**WRITTEN EXERCISE:**
Reproduce exactly the lines below, starting at the line that contains "mark the blue jeans -- a dot per instance" and ending with the last line of the records, both included; leave out any pictures.

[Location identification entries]
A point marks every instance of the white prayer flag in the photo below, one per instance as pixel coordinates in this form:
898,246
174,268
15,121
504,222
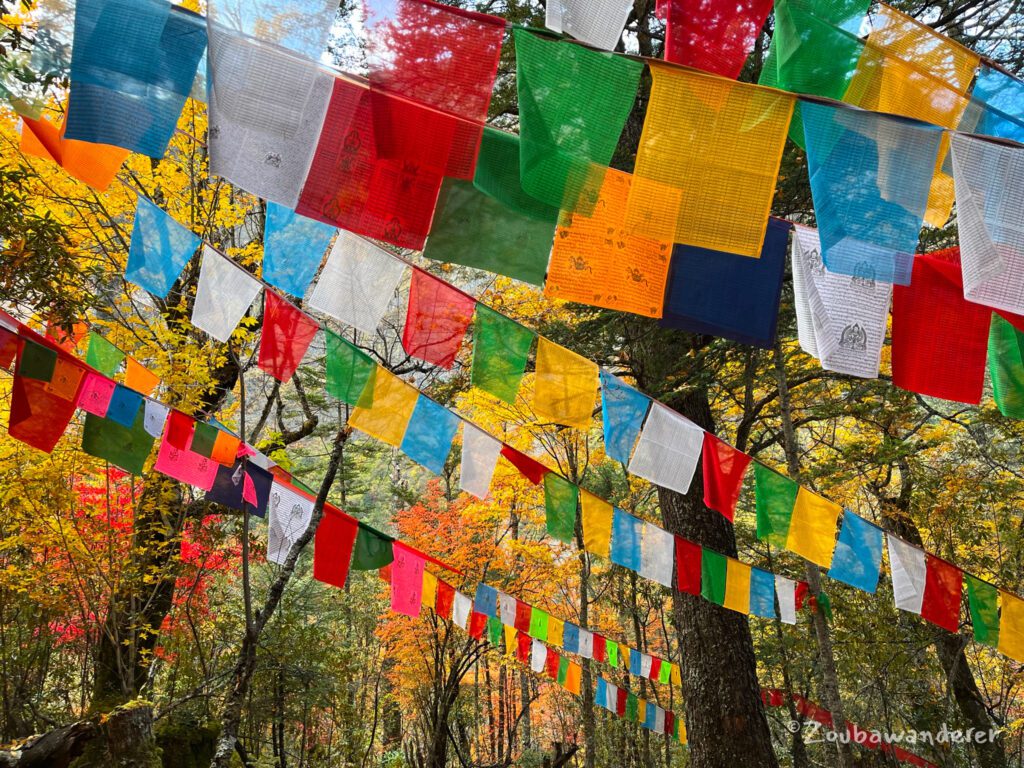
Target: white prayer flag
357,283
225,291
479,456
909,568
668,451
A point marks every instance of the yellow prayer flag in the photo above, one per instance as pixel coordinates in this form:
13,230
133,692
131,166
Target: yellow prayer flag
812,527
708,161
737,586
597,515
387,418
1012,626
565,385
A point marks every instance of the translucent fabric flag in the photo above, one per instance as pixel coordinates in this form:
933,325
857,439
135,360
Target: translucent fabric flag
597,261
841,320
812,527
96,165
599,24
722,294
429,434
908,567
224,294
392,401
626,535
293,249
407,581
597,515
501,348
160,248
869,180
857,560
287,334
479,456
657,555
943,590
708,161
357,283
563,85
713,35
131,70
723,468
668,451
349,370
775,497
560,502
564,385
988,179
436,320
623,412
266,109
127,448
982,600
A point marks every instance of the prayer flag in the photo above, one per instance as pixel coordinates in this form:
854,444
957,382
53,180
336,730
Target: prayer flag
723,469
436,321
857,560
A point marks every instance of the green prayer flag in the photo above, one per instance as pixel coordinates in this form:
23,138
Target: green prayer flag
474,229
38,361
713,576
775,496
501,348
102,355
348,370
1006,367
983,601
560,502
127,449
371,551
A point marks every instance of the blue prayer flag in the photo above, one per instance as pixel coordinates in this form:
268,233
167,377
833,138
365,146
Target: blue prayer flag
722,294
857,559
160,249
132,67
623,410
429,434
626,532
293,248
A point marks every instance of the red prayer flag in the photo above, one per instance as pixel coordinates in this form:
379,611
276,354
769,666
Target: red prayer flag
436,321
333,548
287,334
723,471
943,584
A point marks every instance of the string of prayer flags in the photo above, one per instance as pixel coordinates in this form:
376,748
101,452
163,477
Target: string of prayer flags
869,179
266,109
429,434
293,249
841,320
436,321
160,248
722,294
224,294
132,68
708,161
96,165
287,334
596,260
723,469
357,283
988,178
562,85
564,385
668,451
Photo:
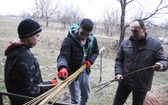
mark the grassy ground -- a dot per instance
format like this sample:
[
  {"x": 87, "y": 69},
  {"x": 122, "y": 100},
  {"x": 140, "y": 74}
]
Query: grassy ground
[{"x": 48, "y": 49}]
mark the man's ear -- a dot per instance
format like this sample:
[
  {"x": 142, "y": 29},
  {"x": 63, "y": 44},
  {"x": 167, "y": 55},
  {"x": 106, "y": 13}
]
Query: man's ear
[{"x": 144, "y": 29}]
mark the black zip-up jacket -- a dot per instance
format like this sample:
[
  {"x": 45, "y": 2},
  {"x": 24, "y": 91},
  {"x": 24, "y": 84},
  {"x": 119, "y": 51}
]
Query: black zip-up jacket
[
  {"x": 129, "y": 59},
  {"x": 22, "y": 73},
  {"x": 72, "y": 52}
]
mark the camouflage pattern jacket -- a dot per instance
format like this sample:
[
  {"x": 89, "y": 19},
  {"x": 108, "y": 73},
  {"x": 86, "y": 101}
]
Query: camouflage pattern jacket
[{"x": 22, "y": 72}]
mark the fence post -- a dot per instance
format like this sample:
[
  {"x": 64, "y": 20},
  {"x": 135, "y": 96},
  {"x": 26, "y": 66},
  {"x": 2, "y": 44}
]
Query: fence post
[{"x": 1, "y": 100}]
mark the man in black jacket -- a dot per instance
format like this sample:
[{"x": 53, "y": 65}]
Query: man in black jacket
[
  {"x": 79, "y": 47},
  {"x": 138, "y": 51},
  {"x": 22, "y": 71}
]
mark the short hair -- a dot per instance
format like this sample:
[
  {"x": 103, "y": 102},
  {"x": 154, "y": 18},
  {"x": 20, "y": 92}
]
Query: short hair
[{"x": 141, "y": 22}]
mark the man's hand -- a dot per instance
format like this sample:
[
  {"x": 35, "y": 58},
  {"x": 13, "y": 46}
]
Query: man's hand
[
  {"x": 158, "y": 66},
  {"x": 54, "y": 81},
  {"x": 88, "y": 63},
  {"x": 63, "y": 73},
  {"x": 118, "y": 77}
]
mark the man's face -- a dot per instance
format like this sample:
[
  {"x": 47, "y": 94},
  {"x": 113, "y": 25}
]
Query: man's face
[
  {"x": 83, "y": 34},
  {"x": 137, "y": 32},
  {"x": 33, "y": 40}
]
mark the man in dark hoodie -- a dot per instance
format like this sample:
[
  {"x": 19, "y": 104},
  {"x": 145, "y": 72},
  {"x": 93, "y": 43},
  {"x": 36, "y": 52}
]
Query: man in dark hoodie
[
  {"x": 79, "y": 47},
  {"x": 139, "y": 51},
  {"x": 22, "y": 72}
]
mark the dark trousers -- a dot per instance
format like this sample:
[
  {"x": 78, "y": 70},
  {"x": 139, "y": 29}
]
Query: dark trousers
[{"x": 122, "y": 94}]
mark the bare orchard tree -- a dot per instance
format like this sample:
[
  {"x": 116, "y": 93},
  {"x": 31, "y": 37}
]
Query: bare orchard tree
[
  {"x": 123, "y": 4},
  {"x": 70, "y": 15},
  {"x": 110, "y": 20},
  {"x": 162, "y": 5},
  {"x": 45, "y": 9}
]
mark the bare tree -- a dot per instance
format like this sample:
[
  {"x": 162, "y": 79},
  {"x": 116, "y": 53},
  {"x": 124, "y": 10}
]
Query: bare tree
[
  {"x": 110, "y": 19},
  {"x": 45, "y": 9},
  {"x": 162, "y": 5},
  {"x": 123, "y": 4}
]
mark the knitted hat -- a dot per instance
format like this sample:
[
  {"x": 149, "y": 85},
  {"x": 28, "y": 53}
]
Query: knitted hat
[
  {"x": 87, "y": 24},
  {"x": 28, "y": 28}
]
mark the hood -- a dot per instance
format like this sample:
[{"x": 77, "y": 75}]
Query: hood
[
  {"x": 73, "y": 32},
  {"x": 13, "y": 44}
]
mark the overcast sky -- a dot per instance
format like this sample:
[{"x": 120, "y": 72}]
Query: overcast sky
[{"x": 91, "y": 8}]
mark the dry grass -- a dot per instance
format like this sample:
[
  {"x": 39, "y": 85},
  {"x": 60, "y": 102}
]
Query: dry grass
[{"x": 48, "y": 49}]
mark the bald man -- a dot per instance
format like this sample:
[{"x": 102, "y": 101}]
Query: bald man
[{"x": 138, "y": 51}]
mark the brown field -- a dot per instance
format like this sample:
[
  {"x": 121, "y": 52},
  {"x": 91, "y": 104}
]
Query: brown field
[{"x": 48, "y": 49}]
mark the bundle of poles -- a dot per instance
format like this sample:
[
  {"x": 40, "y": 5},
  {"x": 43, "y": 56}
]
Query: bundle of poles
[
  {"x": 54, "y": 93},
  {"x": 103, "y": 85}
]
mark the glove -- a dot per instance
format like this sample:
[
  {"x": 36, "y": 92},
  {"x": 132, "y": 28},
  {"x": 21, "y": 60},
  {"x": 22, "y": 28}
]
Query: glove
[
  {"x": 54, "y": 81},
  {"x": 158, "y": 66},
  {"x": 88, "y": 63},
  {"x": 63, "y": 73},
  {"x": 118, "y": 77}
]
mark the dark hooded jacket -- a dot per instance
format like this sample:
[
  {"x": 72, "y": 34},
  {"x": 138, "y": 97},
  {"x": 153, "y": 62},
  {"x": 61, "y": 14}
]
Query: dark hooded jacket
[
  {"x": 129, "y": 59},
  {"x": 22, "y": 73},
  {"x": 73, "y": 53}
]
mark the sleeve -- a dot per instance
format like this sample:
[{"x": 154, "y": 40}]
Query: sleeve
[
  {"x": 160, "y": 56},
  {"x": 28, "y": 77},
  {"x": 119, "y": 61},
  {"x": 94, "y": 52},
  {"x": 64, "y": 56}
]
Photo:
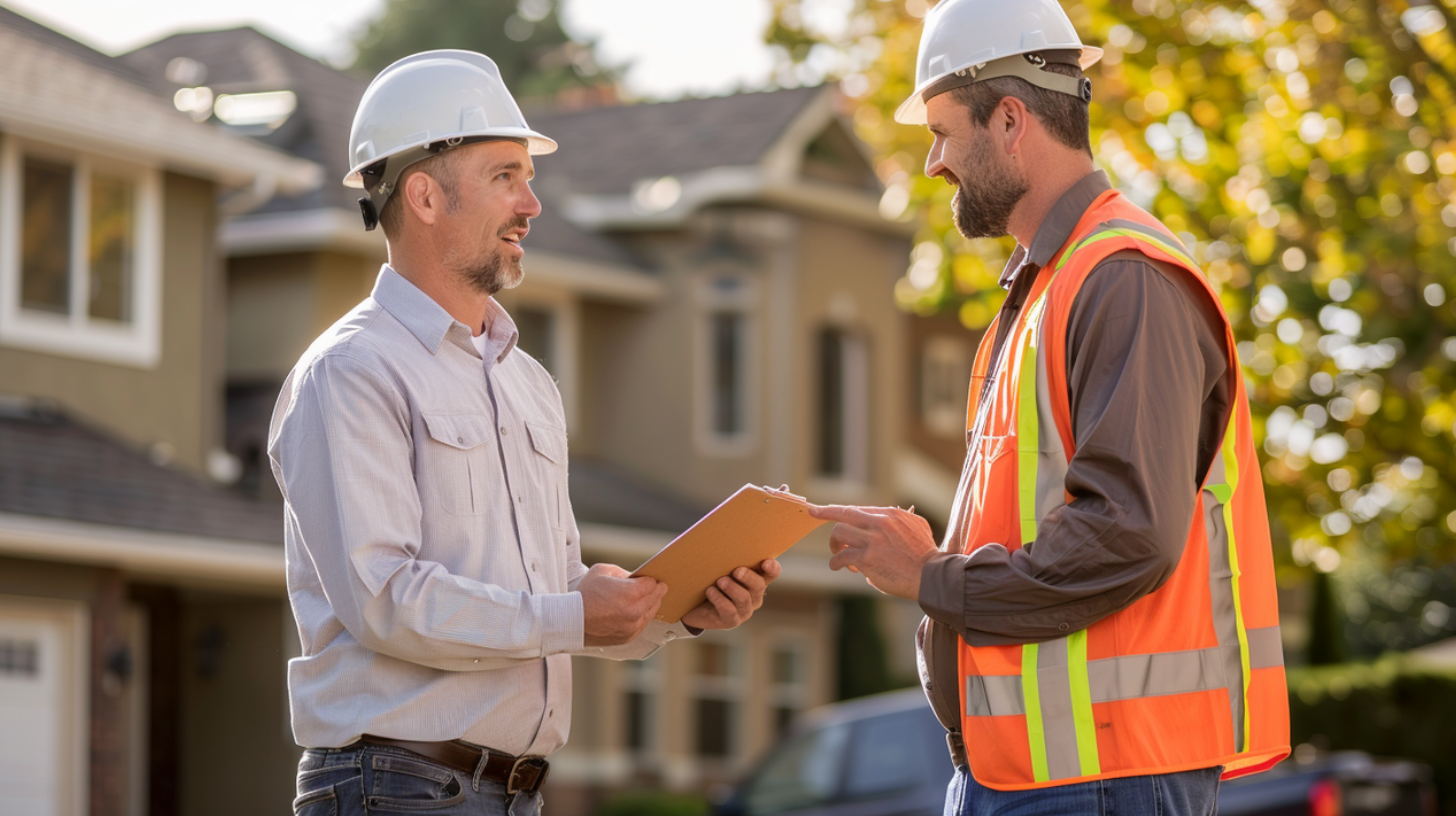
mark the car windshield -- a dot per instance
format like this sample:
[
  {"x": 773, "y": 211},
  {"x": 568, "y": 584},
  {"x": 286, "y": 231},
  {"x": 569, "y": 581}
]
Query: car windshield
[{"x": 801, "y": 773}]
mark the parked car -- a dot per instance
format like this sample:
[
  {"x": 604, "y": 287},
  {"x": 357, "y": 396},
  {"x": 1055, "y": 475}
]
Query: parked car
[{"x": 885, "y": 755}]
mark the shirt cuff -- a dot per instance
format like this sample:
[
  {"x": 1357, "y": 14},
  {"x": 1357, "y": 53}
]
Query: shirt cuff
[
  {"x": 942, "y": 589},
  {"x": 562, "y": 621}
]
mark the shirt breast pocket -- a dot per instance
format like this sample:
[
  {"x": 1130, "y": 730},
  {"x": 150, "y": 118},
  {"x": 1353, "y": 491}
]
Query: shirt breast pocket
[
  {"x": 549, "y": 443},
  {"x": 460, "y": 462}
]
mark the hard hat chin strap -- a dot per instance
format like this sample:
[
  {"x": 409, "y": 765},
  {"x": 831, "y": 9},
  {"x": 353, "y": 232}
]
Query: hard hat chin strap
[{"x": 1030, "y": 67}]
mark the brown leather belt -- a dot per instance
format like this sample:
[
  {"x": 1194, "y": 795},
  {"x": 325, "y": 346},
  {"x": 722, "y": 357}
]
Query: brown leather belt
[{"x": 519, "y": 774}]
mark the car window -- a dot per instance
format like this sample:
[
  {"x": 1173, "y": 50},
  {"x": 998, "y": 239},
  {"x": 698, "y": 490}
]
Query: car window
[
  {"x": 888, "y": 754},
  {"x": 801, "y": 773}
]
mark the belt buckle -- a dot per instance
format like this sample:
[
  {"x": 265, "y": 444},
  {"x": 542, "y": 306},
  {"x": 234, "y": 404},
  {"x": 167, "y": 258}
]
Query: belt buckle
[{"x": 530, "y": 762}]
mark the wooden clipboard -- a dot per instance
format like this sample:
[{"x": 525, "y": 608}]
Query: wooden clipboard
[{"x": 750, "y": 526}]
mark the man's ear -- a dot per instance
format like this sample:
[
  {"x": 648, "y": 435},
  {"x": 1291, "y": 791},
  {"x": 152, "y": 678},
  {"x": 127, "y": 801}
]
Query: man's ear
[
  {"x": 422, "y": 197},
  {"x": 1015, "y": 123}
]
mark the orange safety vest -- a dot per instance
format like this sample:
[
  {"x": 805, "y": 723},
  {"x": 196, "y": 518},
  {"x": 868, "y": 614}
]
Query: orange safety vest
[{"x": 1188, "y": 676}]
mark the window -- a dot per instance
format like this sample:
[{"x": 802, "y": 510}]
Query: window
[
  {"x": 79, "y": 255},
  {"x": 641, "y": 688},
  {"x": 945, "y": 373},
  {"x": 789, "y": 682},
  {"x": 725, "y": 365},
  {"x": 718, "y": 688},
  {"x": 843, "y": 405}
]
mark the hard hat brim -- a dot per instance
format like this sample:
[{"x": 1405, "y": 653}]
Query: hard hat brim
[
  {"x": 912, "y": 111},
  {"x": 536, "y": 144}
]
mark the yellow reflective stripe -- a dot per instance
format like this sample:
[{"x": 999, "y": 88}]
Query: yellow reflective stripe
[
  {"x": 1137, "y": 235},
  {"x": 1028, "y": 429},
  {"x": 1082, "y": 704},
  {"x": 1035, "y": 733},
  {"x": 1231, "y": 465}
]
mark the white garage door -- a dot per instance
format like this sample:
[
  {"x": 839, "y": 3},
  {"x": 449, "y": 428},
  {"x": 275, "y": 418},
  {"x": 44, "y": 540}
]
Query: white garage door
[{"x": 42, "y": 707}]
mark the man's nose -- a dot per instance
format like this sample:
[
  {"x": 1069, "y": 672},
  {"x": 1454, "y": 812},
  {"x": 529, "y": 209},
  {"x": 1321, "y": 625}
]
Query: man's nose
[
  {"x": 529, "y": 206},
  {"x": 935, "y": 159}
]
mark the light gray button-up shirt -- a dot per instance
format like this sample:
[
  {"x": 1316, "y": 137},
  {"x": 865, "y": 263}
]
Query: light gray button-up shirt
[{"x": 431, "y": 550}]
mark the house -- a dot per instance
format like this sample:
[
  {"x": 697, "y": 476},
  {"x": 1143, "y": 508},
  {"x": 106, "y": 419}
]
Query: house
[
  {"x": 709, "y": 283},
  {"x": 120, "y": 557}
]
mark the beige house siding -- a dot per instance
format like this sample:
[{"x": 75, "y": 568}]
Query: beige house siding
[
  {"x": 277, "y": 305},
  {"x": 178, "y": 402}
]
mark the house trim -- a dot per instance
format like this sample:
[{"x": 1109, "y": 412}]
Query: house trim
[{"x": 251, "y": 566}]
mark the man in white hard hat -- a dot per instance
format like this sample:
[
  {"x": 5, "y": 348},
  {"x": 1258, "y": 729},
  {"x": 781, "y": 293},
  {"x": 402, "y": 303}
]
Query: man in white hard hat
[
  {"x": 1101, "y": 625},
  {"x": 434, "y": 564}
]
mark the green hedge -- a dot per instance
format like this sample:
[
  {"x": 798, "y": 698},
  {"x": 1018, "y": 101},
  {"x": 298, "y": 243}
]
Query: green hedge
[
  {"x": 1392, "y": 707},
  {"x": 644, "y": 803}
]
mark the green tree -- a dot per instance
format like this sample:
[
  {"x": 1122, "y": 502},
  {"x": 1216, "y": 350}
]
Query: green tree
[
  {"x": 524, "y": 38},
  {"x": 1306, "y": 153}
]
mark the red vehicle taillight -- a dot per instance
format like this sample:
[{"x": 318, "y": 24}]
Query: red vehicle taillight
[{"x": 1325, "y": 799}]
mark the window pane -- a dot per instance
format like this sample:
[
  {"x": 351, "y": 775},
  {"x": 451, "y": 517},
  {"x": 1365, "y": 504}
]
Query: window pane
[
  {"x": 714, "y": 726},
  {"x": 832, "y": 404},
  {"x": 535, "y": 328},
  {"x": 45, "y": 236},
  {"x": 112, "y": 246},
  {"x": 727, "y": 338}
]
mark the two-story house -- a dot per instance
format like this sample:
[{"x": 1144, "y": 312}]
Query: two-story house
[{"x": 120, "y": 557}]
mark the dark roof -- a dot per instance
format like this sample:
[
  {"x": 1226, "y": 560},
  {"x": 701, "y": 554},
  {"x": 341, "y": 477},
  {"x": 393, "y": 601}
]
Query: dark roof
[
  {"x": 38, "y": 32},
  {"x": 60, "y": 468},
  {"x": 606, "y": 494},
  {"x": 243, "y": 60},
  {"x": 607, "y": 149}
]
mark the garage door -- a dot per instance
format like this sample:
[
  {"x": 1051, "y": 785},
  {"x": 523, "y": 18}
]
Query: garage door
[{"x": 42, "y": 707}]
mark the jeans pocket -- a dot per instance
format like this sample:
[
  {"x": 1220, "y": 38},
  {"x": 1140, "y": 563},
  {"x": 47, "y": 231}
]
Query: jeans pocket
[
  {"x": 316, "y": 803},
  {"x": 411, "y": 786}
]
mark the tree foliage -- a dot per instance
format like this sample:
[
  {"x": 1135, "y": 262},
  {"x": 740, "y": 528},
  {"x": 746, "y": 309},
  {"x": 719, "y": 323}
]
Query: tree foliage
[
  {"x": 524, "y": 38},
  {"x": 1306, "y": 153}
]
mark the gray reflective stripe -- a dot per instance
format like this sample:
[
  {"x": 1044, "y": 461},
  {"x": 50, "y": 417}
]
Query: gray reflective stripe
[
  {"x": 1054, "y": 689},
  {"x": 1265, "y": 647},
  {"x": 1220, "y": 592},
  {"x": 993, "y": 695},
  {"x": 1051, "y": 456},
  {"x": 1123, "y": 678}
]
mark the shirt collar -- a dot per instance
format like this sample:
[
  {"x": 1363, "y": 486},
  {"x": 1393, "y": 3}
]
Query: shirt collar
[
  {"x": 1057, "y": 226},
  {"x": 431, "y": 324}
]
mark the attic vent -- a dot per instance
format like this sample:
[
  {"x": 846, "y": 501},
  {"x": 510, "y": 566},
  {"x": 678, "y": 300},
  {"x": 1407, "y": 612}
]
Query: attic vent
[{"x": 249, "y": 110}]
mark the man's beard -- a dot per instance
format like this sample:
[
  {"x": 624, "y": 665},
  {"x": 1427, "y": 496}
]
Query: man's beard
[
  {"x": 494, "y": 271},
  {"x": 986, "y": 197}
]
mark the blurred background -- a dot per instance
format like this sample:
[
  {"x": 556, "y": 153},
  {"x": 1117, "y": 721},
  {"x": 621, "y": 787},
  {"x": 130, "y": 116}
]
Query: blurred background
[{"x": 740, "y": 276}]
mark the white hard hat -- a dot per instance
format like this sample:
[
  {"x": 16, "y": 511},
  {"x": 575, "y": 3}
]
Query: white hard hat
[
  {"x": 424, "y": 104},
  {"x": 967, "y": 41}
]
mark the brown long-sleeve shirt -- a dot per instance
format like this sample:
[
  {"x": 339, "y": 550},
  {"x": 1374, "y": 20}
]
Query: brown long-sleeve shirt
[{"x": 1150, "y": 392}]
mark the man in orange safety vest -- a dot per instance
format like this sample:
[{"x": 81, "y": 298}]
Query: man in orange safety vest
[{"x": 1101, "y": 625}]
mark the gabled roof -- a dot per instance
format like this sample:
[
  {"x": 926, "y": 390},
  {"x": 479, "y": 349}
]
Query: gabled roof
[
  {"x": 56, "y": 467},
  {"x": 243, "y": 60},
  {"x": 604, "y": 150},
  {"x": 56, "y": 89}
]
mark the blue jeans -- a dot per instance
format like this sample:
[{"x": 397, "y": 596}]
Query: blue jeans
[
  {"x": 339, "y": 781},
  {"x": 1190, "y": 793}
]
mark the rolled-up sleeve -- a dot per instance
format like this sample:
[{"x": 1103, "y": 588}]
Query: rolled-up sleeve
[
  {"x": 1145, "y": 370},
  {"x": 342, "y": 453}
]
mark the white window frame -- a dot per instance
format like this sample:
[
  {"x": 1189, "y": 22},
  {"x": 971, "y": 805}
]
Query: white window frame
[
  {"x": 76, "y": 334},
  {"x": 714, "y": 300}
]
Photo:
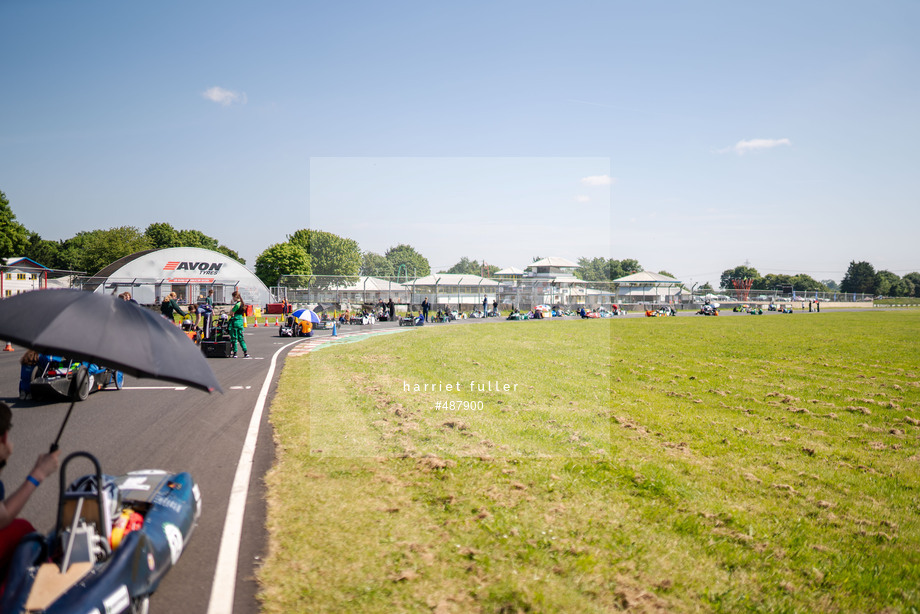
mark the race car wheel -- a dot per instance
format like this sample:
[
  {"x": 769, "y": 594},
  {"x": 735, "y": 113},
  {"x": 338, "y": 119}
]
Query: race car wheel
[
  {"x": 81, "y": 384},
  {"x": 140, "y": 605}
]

**THE REPLY:**
mark the blue jeans -- a dot per instance
format like this sample:
[{"x": 397, "y": 596}]
Query: blue jeans
[
  {"x": 339, "y": 781},
  {"x": 1190, "y": 793}
]
mark the rolled-up sleeve -- a dot per instance
format like this sample:
[{"x": 1103, "y": 588}]
Query: rolled-up sleeve
[
  {"x": 1145, "y": 370},
  {"x": 342, "y": 453}
]
mark the white window frame -- a dot per instance
format like this sample:
[
  {"x": 1189, "y": 22},
  {"x": 971, "y": 805}
]
Query: white window frame
[
  {"x": 76, "y": 334},
  {"x": 714, "y": 300}
]
Photo:
mark the race car wheel -- a dot per instance
format like this sample:
[
  {"x": 769, "y": 594},
  {"x": 735, "y": 113},
  {"x": 338, "y": 119}
]
Query: race car wheel
[
  {"x": 81, "y": 384},
  {"x": 140, "y": 605}
]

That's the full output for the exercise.